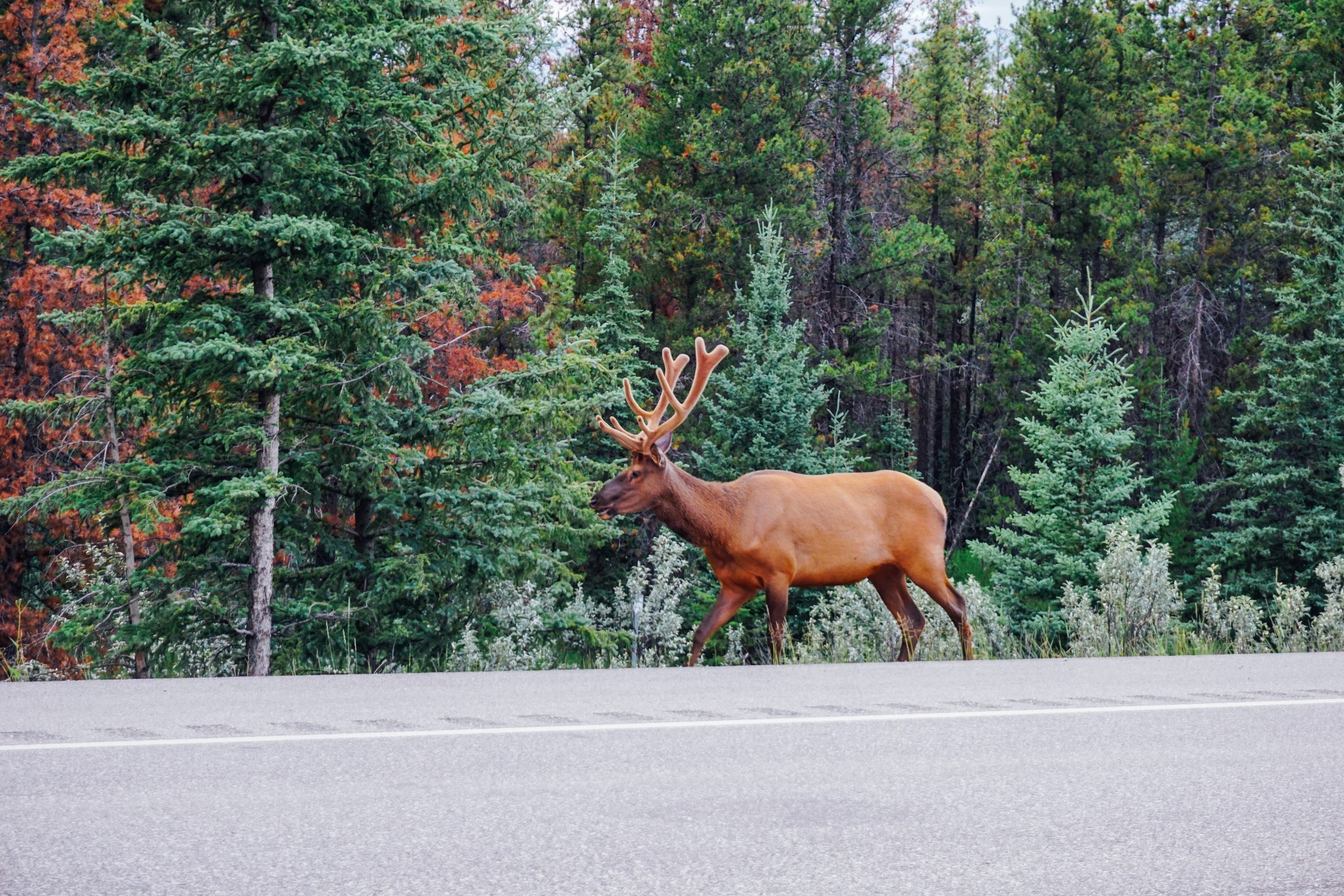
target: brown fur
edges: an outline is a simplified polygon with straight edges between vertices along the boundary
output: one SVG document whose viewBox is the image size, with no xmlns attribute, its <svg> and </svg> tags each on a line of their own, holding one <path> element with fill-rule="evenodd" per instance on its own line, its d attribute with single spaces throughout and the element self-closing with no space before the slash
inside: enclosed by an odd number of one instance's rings
<svg viewBox="0 0 1344 896">
<path fill-rule="evenodd" d="M 946 610 L 974 657 L 966 603 L 943 568 L 948 513 L 927 485 L 883 470 L 801 476 L 749 473 L 706 482 L 664 455 L 664 446 L 634 453 L 630 466 L 602 486 L 593 508 L 603 517 L 652 510 L 669 529 L 704 551 L 720 591 L 695 630 L 687 665 L 704 642 L 758 592 L 766 592 L 773 652 L 778 657 L 789 588 L 872 582 L 905 634 L 909 660 L 925 627 L 906 576 Z"/>
</svg>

★ ★ ★

WHAT THE EXERCISE ASKS:
Render every line of the listing above as a numbered list, omitting blank lines and leaving out the pictures.

EXERCISE SOLUTION:
1. target: brown fur
2. edges: an outline is a simplified polygon with straight edges between vertices along the boundary
3. output: one SVG document whose viewBox is the image size, with no xmlns attribute, its <svg> and </svg> tags each on a line of their own, holding one <path> element with fill-rule="evenodd" per instance on its own line, its d attribute with single spaces throughout and the element self-closing with no space before the slash
4. inside: enclosed by an odd number of one instance's rings
5. <svg viewBox="0 0 1344 896">
6. <path fill-rule="evenodd" d="M 946 610 L 974 657 L 966 603 L 943 568 L 948 513 L 927 485 L 883 470 L 801 476 L 749 473 L 706 482 L 664 455 L 664 446 L 634 453 L 630 466 L 602 486 L 593 508 L 603 517 L 652 510 L 669 529 L 704 551 L 720 591 L 695 630 L 687 665 L 704 642 L 758 592 L 766 592 L 773 652 L 778 657 L 789 588 L 872 582 L 905 634 L 909 660 L 925 627 L 906 576 Z"/>
7. </svg>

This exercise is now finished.